--- THE EXERCISE ---
Copy exactly the last part of the entries, starting from the line with "the monkey's fur" and including the final line.

--- DATA SHOWN ---
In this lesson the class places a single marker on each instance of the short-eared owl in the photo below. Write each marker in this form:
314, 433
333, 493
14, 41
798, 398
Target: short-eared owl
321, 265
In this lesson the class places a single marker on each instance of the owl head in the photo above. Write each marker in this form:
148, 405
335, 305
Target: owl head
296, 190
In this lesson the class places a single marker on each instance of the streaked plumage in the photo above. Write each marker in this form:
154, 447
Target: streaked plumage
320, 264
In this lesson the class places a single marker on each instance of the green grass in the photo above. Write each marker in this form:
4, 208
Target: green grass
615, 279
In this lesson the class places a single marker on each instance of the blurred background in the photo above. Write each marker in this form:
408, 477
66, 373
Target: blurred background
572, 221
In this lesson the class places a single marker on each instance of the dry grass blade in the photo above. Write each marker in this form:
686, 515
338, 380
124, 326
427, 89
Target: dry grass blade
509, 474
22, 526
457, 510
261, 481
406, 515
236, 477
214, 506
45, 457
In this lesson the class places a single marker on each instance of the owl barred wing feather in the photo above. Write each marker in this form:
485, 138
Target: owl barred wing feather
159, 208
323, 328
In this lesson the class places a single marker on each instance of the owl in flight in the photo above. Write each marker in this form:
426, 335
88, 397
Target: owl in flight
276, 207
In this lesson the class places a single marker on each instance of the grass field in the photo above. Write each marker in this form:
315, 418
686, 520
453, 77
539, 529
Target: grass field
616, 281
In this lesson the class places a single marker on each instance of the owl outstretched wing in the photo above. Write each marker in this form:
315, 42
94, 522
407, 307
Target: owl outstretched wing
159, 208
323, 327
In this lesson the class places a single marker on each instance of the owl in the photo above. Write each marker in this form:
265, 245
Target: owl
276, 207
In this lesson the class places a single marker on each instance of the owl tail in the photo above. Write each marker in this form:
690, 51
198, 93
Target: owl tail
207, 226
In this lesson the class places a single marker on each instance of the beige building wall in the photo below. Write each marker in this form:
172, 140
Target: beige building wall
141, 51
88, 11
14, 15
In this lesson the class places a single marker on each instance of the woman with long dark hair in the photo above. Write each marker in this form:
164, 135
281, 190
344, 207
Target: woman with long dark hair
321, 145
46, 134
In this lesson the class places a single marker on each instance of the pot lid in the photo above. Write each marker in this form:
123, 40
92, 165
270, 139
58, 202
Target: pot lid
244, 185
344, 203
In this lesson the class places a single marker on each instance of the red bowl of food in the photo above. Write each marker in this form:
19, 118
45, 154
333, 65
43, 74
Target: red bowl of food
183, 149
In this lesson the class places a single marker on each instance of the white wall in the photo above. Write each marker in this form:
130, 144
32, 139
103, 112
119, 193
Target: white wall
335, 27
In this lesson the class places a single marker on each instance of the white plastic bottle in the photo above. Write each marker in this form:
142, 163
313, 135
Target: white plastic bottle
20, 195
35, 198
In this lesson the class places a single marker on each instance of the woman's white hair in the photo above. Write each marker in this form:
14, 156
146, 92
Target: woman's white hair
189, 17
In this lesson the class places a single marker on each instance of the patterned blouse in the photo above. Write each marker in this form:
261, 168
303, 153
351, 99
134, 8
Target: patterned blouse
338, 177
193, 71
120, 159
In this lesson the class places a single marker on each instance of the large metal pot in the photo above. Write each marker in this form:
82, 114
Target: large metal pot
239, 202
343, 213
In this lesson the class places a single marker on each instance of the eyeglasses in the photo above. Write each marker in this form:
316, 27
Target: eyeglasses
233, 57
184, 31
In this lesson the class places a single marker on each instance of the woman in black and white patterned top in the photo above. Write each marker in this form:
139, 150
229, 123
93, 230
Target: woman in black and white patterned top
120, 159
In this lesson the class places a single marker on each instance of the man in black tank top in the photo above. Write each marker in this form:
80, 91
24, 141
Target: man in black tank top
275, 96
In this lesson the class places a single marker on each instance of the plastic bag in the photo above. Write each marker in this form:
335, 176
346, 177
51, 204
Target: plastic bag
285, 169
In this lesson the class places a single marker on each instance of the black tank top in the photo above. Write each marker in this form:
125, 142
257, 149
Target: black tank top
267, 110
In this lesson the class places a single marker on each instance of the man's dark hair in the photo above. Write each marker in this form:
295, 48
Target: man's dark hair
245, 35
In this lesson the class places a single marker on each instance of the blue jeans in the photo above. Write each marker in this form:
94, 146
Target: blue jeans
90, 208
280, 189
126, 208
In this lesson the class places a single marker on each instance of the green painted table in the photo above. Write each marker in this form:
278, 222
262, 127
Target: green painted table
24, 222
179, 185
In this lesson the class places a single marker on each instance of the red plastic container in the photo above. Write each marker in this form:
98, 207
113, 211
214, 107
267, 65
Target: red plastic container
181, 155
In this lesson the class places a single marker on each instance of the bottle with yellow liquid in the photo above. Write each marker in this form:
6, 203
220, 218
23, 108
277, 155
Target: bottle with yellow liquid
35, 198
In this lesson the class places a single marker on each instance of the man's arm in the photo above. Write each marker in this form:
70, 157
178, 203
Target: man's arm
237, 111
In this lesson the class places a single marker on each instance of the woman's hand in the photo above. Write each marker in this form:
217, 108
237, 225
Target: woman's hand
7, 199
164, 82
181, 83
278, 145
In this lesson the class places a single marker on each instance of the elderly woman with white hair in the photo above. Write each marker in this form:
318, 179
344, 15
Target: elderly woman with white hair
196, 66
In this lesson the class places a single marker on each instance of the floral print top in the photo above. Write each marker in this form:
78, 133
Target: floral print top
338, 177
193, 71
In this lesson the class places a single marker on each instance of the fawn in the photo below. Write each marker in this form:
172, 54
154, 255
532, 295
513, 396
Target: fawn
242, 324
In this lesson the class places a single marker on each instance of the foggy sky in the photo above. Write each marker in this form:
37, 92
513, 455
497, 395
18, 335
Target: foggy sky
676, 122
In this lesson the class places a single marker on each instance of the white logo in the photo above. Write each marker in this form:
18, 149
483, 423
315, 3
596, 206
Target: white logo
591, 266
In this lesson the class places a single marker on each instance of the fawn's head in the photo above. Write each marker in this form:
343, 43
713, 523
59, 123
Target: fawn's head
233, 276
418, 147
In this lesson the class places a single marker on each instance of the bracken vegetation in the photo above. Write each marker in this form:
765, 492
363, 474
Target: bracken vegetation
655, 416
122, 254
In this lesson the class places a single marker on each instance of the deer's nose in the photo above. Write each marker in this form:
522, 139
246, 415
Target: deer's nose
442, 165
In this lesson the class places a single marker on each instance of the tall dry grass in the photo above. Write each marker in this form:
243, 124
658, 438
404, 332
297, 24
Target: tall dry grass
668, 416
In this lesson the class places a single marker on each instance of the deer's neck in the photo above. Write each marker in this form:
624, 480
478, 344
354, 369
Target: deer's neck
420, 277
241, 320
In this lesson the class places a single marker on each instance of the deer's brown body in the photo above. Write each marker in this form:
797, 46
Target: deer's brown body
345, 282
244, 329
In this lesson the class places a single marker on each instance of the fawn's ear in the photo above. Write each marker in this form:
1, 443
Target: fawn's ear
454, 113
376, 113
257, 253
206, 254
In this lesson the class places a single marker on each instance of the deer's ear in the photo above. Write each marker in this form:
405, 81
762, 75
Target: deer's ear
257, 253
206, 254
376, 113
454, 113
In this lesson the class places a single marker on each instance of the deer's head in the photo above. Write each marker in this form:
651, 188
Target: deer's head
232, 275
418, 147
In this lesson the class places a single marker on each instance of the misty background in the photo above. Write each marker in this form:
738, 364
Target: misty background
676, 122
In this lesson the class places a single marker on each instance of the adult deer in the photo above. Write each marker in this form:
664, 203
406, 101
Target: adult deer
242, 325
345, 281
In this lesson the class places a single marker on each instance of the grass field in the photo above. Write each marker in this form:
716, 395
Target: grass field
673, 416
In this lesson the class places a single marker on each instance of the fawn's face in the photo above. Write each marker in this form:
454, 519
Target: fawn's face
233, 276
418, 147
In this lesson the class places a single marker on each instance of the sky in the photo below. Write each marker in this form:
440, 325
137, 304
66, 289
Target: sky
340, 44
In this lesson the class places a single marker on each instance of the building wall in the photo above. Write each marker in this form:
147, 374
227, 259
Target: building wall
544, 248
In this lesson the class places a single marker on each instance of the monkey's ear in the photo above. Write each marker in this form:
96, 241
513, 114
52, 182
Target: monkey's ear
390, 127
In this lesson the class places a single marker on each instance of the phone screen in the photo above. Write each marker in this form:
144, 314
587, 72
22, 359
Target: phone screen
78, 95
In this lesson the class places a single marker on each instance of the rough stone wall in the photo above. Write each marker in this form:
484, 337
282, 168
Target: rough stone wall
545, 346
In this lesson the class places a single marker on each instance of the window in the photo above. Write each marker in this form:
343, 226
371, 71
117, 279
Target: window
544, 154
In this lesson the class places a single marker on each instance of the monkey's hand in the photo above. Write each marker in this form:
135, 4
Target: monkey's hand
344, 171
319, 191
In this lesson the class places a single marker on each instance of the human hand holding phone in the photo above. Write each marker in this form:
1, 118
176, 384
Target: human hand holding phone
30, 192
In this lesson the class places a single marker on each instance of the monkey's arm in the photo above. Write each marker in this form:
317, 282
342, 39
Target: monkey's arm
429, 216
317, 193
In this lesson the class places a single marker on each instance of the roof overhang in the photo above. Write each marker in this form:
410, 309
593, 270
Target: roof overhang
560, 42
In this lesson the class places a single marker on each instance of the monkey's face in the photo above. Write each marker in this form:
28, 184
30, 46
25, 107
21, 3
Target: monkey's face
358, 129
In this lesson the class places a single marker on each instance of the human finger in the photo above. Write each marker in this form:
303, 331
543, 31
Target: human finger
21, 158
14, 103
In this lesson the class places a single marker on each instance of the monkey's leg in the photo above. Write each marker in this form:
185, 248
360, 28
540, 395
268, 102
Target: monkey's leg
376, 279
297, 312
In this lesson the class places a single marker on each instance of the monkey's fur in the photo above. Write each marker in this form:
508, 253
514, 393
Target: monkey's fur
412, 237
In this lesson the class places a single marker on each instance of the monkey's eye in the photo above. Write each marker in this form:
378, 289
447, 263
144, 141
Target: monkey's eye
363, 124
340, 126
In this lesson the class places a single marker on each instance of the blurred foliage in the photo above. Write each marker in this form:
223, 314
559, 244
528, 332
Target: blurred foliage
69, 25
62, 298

--- RIGHT ANSWER ---
In this lesson the class places a single marker on each instance of the monkey's fur in the photo above. Write each marker in this form:
508, 253
514, 393
Target: monkey's fur
412, 237
In this lesson the class places a single marker on each instance of the monkey's eye in the photo above. Write each marker in this form:
378, 289
447, 263
144, 141
Target: monkey's eye
363, 124
340, 126
In this lesson the class places a single marker on each instance of the blurred foliage in the photo above. Write each marker in this form:
223, 314
559, 244
528, 332
Target: blurred foliage
69, 25
62, 298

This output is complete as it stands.